-- TASK A --
Reproduce the passage on FAST Cache word for word, in full.

-- SOURCE DOCUMENT --
Once a block has been promoted, FAST Cache handles the I/O to and from that block. FAST Cache reduces read activity to the backend as well as writes. It also allows the storage processor’s write cache to flush faster, because it’s flushing to high-speed flash drives. This allows the primary cache to absorb a greater number of non-FAST Cache write I/Os. These optimizations reduce the load on mechanical drives and as a result improve overall storage system performance.
(1) Source: H8268-vnx-block-bext-practices
In simple technical words – near real-time FAST Cache dynamically analyze and promote 64KB blocks when they are accessed three or more times than any other block. From there the promoted block is served out from FAST Cache delivering the data in much faster fashion. If the block being accessed is already in FAST Cache then write operations are also handled by FAST Cache, and only than flushed to low performing SAS and NL-SAS drives.

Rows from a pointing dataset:
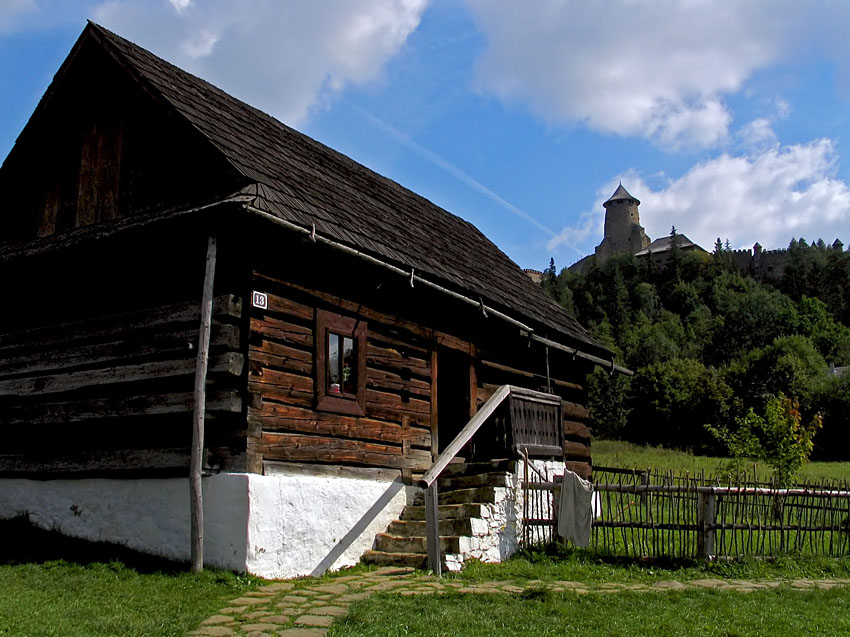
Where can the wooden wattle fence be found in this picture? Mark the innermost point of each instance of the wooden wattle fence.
(644, 514)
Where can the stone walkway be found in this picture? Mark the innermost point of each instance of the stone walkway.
(305, 608)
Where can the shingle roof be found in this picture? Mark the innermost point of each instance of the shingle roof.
(664, 244)
(620, 193)
(304, 182)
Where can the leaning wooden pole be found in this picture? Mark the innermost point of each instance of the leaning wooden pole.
(196, 462)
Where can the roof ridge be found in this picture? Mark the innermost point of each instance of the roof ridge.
(353, 203)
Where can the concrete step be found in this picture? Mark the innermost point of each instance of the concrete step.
(399, 544)
(478, 495)
(447, 511)
(492, 479)
(382, 558)
(471, 468)
(416, 528)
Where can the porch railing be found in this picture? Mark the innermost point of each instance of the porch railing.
(429, 480)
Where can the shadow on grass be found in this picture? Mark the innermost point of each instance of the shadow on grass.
(559, 552)
(23, 543)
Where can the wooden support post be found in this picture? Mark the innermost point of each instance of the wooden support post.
(432, 528)
(435, 433)
(706, 519)
(196, 461)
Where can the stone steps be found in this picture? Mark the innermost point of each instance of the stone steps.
(475, 480)
(416, 528)
(473, 468)
(446, 511)
(467, 493)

-- TASK B --
Rewrite the listing as a numbered list, starting at the line that contains "Where can the concrete" and ending at the final line of the listing, with both of those lines included. Leave out any blank lines.

-- CORRECT RESPONSE A --
Once a block has been promoted, FAST Cache handles the I/O to and from that block. FAST Cache reduces read activity to the backend as well as writes. It also allows the storage processor’s write cache to flush faster, because it’s flushing to high-speed flash drives. This allows the primary cache to absorb a greater number of non-FAST Cache write I/Os. These optimizations reduce the load on mechanical drives and as a result improve overall storage system performance.
(1) Source: H8268-vnx-block-bext-practices
In simple technical words – near real-time FAST Cache dynamically analyze and promote 64KB blocks when they are accessed three or more times than any other block. From there the promoted block is served out from FAST Cache delivering the data in much faster fashion. If the block being accessed is already in FAST Cache then write operations are also handled by FAST Cache, and only than flushed to low performing SAS and NL-SAS drives.

-- CORRECT RESPONSE B --
1. Where can the concrete step be found in this picture? Mark the innermost point of each instance of the concrete step.
2. (399, 544)
3. (478, 495)
4. (447, 511)
5. (492, 479)
6. (382, 558)
7. (471, 468)
8. (416, 528)
9. Where can the porch railing be found in this picture? Mark the innermost point of each instance of the porch railing.
10. (429, 480)
11. Where can the shadow on grass be found in this picture? Mark the innermost point of each instance of the shadow on grass.
12. (559, 552)
13. (23, 543)
14. Where can the wooden support post be found in this picture? Mark the innermost point of each instance of the wooden support post.
15. (432, 528)
16. (435, 433)
17. (706, 519)
18. (196, 461)
19. Where can the stone steps be found in this picture? Mark the innermost point of each instance of the stone steps.
20. (475, 480)
21. (416, 528)
22. (473, 468)
23. (446, 511)
24. (467, 493)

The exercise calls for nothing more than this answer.